*Tujuan Latihan:* Mulai dari baris yang memuat "of laptop keyboard" dan berhenti setelah baris yang memuat "[[157, 70, 201, 125]]", lalu ubah materi di rentang itu saja menjadi CSV dua kolom bernama masukan dan target, satu baris untuk tiap teks beserta jawabannya. Apit setiap isian dengan tanda kutip dan ganti jeda baris di dalamnya dengan spasi.

*Informasi yang Diberikan:*
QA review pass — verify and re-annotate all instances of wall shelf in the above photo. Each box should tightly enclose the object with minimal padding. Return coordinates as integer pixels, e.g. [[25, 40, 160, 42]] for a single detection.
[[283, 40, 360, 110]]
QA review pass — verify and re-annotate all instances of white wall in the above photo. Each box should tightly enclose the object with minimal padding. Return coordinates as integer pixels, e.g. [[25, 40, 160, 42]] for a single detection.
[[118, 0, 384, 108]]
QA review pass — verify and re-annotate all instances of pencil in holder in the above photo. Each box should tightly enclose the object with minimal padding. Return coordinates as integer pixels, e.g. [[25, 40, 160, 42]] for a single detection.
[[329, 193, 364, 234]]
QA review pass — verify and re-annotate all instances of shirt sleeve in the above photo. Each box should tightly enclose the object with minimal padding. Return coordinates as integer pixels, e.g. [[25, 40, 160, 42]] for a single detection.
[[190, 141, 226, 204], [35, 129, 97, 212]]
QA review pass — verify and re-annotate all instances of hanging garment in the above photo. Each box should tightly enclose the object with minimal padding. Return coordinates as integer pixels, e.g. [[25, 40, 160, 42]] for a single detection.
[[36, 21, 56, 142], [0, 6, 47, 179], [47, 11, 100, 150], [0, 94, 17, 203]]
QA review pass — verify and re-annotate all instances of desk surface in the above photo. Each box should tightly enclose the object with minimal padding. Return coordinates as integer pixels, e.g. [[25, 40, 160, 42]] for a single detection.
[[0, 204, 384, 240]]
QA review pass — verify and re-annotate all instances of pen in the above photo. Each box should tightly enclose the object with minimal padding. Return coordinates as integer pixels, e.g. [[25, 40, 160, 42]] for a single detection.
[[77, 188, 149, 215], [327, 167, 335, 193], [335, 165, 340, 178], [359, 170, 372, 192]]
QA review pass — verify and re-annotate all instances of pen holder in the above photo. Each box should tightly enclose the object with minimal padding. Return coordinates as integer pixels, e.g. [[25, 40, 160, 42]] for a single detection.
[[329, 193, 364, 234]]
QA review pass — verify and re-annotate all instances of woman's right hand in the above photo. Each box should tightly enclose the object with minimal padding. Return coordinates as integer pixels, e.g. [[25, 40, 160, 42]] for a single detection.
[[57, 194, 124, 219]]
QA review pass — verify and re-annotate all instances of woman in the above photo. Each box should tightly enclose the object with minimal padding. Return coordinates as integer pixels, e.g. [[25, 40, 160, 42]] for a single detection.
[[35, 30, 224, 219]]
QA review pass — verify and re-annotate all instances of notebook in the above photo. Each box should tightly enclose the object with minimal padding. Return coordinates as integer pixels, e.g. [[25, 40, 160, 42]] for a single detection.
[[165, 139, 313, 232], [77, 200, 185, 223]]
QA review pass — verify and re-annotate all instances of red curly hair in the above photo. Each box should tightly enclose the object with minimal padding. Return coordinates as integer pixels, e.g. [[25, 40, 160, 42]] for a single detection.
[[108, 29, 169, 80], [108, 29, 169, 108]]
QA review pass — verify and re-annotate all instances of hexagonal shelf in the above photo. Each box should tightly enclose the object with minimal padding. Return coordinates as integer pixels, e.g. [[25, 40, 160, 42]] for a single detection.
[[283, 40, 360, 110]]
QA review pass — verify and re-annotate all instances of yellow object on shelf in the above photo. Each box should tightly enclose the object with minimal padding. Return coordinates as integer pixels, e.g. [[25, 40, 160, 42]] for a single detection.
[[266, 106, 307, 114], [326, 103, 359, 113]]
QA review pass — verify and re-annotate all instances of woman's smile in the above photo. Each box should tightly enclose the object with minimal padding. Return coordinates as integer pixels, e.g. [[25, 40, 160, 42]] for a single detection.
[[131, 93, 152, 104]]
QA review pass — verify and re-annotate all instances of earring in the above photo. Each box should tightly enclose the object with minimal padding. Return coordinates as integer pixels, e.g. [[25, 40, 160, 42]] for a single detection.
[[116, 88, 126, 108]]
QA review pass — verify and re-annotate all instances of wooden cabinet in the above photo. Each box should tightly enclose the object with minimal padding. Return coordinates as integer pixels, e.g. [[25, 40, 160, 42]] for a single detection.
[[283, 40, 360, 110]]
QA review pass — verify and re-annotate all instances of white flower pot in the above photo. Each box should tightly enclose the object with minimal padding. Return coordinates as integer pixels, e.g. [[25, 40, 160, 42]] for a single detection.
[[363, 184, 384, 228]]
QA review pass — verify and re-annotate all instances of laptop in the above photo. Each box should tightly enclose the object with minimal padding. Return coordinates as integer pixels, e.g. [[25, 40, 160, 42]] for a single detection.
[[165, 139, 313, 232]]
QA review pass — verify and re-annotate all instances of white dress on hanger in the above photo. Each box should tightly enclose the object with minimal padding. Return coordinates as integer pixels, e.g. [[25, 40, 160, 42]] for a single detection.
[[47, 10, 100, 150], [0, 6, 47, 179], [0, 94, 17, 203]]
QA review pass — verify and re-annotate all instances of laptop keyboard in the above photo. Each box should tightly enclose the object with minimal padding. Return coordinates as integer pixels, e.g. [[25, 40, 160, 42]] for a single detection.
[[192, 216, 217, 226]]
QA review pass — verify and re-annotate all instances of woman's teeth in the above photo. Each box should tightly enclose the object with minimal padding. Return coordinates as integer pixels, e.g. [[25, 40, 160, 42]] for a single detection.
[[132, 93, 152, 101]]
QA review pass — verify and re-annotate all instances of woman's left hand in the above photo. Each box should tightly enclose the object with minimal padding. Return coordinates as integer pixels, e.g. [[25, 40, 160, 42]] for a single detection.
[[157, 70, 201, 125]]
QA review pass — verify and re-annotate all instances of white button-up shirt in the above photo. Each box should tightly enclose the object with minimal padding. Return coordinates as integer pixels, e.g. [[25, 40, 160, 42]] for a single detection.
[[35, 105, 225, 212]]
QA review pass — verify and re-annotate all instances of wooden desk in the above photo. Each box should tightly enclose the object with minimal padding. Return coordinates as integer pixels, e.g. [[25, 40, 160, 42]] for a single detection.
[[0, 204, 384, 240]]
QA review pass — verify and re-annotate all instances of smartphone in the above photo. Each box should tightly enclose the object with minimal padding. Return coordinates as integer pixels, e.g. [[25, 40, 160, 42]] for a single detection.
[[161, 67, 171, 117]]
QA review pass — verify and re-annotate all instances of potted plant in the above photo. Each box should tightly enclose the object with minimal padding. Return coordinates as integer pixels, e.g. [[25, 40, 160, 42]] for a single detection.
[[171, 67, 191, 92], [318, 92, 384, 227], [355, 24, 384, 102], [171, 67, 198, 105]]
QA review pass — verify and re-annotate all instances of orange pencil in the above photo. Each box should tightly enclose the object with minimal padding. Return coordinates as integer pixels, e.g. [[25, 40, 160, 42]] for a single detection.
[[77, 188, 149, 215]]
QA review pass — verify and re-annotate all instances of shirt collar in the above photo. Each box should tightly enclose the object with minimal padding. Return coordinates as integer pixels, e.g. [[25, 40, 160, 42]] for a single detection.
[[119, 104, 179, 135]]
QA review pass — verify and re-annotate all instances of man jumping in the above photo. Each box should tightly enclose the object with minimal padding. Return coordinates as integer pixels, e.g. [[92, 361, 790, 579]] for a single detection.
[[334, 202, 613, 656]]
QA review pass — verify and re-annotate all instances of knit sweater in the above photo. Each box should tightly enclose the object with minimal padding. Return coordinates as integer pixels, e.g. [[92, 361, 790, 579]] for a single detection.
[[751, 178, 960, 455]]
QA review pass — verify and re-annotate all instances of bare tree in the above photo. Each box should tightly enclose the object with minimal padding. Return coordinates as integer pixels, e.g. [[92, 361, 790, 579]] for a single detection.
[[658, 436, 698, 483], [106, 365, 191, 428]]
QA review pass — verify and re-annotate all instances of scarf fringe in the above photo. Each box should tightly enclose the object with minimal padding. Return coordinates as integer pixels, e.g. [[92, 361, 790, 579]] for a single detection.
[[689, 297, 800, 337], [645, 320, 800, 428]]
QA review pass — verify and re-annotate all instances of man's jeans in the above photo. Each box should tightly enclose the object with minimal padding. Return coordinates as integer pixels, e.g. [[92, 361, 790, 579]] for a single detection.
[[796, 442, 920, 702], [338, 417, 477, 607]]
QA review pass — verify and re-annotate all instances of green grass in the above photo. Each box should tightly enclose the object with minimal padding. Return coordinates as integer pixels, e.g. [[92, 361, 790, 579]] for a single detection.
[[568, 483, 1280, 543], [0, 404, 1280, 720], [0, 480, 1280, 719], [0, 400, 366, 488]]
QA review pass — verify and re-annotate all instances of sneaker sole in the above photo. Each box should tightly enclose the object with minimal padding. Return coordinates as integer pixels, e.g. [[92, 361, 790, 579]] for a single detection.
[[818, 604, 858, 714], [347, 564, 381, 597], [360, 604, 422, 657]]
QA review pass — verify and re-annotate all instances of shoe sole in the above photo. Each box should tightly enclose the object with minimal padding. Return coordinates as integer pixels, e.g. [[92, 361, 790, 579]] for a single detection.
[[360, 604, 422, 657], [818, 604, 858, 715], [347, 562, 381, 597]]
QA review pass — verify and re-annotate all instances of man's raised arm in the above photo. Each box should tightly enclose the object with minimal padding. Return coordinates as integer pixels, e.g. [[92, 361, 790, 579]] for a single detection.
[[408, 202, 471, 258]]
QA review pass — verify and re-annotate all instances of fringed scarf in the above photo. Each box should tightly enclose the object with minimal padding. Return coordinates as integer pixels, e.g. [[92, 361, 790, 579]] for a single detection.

*Jawaban Tertulis:*
masukan,target
"QA review pass — verify and re-annotate all instances of laptop keyboard in the above photo. Each box should tightly enclose the object with minimal padding. Return coordinates as integer pixels, e.g. [[25, 40, 160, 42]] for a single detection.","[[192, 216, 217, 226]]"
"QA review pass — verify and re-annotate all instances of woman's teeth in the above photo. Each box should tightly enclose the object with minimal padding. Return coordinates as integer pixels, e.g. [[25, 40, 160, 42]] for a single detection.","[[132, 93, 152, 101]]"
"QA review pass — verify and re-annotate all instances of woman's left hand in the above photo. Each box should tightly enclose the object with minimal padding. Return coordinates as integer pixels, e.g. [[25, 40, 160, 42]] for a single detection.","[[157, 70, 201, 125]]"